__WORK REQUIRED__. Looking at the listing below, retype exactly the lines starting at the one containing "Query: liger's front paw" and ending at the one containing "Can you find the wooden pillar?", both included, and nothing else.

__PROVIDED INFORMATION__.
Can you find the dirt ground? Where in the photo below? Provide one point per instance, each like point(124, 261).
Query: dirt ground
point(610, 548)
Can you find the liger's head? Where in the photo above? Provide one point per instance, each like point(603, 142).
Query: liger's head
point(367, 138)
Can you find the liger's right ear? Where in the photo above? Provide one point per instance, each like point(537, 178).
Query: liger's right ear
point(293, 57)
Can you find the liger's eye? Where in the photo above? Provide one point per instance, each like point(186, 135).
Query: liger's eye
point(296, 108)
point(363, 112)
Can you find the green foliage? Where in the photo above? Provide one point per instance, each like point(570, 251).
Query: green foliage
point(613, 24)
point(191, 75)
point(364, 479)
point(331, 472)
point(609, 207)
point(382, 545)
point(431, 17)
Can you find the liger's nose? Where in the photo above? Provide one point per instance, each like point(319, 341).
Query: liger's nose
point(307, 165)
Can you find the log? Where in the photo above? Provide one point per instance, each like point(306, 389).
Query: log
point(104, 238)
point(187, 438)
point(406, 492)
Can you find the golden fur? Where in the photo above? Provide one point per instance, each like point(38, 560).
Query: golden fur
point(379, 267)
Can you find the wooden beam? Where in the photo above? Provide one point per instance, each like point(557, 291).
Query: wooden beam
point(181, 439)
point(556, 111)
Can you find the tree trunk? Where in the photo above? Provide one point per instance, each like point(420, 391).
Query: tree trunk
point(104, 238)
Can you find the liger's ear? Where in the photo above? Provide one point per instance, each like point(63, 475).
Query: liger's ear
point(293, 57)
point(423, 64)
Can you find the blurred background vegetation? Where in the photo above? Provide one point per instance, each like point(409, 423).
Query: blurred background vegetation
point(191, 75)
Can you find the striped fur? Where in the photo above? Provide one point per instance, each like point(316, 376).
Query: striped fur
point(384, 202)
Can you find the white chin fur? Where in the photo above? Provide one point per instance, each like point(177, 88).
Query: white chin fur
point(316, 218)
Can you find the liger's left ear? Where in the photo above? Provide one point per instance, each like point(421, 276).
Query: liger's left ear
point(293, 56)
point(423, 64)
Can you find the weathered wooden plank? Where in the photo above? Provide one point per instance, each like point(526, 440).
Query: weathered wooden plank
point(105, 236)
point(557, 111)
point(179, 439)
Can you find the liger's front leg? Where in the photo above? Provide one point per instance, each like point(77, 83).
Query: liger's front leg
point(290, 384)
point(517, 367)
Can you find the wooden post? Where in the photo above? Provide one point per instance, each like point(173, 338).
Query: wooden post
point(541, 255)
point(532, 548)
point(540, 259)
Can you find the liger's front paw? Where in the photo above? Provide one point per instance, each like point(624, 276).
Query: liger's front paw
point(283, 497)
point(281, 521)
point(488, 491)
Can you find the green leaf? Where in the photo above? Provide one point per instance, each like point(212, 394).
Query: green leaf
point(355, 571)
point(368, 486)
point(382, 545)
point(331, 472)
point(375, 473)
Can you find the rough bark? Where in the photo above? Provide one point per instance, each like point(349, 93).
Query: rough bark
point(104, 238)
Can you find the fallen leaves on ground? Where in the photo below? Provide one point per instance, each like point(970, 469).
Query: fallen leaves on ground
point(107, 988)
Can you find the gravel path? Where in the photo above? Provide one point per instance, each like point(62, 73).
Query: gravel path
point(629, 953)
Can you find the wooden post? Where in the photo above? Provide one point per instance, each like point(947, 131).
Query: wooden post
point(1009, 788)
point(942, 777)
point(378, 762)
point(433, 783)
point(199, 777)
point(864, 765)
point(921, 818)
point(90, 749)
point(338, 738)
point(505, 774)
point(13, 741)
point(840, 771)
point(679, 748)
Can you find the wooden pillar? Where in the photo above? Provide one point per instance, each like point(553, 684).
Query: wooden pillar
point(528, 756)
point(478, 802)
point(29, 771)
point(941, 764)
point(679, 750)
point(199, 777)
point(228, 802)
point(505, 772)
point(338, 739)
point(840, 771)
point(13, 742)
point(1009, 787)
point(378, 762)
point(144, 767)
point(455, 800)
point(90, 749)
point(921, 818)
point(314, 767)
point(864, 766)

__EXERCISE RESULT__.
Query: liger's front paw
point(283, 497)
point(281, 521)
point(488, 491)
Can you find the green leaf? Where in the photo above? Provide one point per instance, each like point(212, 394).
Query: green leaf
point(355, 571)
point(368, 486)
point(382, 545)
point(331, 472)
point(375, 473)
Can you find the rough bark? Where in the photo above? Provide one point per instance, each like point(349, 93).
Query: rough bark
point(104, 238)
Can you find the fallen leaves on ground? Where in the photo below? Provide one point per instance, each like point(970, 469).
Query: fallen leaves on ground
point(107, 988)
Can you find the gravel path? Where in the photo above? Provide one point per instance, each like point(62, 73).
Query: gravel path
point(629, 953)
Can you find the wooden post? Where in the photo above? Provide one point per instance, each like point(947, 131).
Query: wooden post
point(1009, 788)
point(942, 777)
point(378, 762)
point(433, 783)
point(199, 777)
point(864, 765)
point(921, 818)
point(90, 749)
point(338, 738)
point(505, 774)
point(13, 741)
point(840, 771)
point(679, 748)
Can you find the wooden pillar? Where in the photo above? Provide one point per instance, each like point(553, 684).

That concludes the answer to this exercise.